WRITTEN EXERCISE 1:
Rewrite the listing from the line containing "The endpoint marks every instance of the green" down through the line containing "x=767, y=412", substituting "point" for "dot" and changing nothing else.

--- start of PASSAGE ---

On Tuesday, July 19, the second day of the 2016 GOP convention, Donald Trump, the inexperienced, inarticulate, potty-mouthed, dubiously reputable business man turned anti-government carnival barker officially became the presidential nominee of the Republican Party.
Surreal as that nomination appears, even in the topsy-turvy world of 21st Century Republicanism, it came about because the Party hardliners were helpless to stop it. The people--their people--had spoken. Unwittingly, unintentionally, they had managed to churn up their portion of the masses so effectively they made it easy for a fast-talking charlatan like Trump to pounce on this most golden of opportunities, winning vast numbers of hardened hearts and brainwashed minds.
Trump's early showing in the polls, hard as those rising numbers were to believe, gave the party regulars plenty of time to go through the seven stages of grief (disbelief, denial, bargaining, guilt, anger, depression, and acceptance), put on their happy masks, bite the bullet, and rehearse their lines. ("It could be worse! It could be Hillary!") From the beginning, Trump made it clear he wouldn't be needing them to win. He had a history of smashing people who got in his way. These guys would not be immune.

--- end of PASSAGE ---
--- start of STORED DATA ---

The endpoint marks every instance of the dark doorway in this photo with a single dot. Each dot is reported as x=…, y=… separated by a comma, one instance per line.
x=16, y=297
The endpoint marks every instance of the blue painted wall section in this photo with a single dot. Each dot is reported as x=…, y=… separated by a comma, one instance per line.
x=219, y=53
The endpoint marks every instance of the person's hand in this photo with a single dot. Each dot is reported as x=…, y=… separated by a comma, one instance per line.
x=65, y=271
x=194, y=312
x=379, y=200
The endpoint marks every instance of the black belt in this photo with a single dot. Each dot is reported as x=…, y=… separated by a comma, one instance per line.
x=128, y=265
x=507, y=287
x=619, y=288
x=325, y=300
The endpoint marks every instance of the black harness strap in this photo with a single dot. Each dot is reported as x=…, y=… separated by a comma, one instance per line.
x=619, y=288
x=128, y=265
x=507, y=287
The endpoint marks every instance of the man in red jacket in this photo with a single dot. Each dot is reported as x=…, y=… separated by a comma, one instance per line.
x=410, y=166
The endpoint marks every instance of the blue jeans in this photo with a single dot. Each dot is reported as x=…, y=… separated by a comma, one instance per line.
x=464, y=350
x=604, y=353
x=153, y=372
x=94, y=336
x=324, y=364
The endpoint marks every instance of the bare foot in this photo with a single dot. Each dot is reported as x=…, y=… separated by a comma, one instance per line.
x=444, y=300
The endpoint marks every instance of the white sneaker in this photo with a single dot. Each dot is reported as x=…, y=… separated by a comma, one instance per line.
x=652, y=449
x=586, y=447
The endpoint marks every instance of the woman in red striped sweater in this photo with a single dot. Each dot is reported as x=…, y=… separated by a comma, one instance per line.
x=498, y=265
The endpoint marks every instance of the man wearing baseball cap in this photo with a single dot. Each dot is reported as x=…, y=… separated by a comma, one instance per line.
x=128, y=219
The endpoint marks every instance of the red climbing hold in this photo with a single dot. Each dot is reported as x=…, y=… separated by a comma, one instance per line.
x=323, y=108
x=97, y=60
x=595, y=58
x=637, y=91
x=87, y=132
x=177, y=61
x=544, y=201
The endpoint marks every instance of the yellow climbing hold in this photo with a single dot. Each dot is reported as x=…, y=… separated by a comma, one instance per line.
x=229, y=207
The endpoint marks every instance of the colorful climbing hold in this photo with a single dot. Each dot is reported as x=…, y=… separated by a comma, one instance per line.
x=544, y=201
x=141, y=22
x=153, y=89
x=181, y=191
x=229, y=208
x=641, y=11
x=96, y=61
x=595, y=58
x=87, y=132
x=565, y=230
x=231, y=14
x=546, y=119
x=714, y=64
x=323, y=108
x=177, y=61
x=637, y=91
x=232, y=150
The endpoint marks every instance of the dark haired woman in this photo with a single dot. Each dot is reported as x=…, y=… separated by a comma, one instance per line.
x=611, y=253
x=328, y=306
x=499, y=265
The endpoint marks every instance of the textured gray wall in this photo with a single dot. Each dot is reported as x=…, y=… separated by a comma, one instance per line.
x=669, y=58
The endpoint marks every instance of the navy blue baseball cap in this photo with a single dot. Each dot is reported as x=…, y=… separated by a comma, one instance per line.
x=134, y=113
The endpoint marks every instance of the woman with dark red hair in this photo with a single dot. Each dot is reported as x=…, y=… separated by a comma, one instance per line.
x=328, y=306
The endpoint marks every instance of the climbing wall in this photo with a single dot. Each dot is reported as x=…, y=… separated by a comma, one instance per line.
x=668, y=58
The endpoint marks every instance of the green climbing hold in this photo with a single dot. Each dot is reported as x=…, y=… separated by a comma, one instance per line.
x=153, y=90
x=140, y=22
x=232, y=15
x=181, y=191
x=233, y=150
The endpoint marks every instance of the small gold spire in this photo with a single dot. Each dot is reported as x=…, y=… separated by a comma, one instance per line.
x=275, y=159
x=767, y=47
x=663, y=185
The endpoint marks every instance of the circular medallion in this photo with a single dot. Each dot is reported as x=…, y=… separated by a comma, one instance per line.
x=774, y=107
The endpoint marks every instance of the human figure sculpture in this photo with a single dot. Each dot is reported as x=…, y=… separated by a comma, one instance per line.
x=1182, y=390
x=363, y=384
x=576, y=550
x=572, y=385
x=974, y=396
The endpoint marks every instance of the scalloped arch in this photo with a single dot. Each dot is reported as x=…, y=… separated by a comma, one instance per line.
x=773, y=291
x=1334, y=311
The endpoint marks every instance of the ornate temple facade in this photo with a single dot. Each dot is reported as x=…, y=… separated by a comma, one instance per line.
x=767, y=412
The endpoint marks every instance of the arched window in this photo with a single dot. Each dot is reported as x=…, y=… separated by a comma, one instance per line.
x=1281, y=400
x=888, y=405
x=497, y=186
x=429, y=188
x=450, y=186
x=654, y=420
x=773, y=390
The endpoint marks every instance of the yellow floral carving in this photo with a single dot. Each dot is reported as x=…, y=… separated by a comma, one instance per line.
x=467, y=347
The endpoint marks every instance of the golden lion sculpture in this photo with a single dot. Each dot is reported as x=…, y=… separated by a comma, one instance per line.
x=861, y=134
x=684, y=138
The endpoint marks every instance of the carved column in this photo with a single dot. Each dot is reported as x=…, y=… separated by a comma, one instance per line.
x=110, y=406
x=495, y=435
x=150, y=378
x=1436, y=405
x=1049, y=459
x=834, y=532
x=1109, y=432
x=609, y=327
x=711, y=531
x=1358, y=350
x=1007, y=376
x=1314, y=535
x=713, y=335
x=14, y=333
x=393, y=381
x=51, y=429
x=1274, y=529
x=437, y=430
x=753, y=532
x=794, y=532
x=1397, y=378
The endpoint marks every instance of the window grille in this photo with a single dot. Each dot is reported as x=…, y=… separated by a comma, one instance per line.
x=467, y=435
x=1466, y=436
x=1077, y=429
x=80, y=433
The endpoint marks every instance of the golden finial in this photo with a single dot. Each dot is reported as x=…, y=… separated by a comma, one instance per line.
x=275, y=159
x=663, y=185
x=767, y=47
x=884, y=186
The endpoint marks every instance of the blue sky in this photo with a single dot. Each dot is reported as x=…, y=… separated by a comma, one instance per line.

--- end of STORED DATA ---

WRITTEN EXERCISE 2:
In the passage about Trump's nomination, on which day of the 2016 GOP convention did he officially become the Republican presidential nominee?

RIGHT ANSWER 1:
The endpoint marks every instance of the green climbing hold in this photo with a single point. Each point is reported as x=…, y=… separated by a comma, one instance per line.
x=153, y=90
x=140, y=22
x=232, y=15
x=181, y=191
x=233, y=150
The endpoint marks every instance of the small gold spire in this photo with a single point. Each point is reported as x=…, y=… separated by a comma, one instance per line.
x=275, y=159
x=767, y=47
x=663, y=185
The endpoint marks every instance of the circular medallion in this photo with a single point. Each point is reported as x=…, y=… separated by a comma, one instance per line.
x=774, y=107
The endpoint marks every instance of the human figure sculpture in this photo with a single point. Each point is reported as x=…, y=… separated by a comma, one instance per line.
x=1182, y=390
x=363, y=384
x=576, y=550
x=572, y=385
x=974, y=396
The endpoint marks every instance of the scalloped arch in this photo with a single point. Each point is reported as x=…, y=… separated by a comma, one instance per line.
x=773, y=291
x=1334, y=311
The endpoint marks every instance of the ornate temple facade in this photo with a single point. Each point is reported as x=…, y=… separated by a comma, one instance per line.
x=767, y=412

RIGHT ANSWER 2:
On the second day, Tuesday, July 19.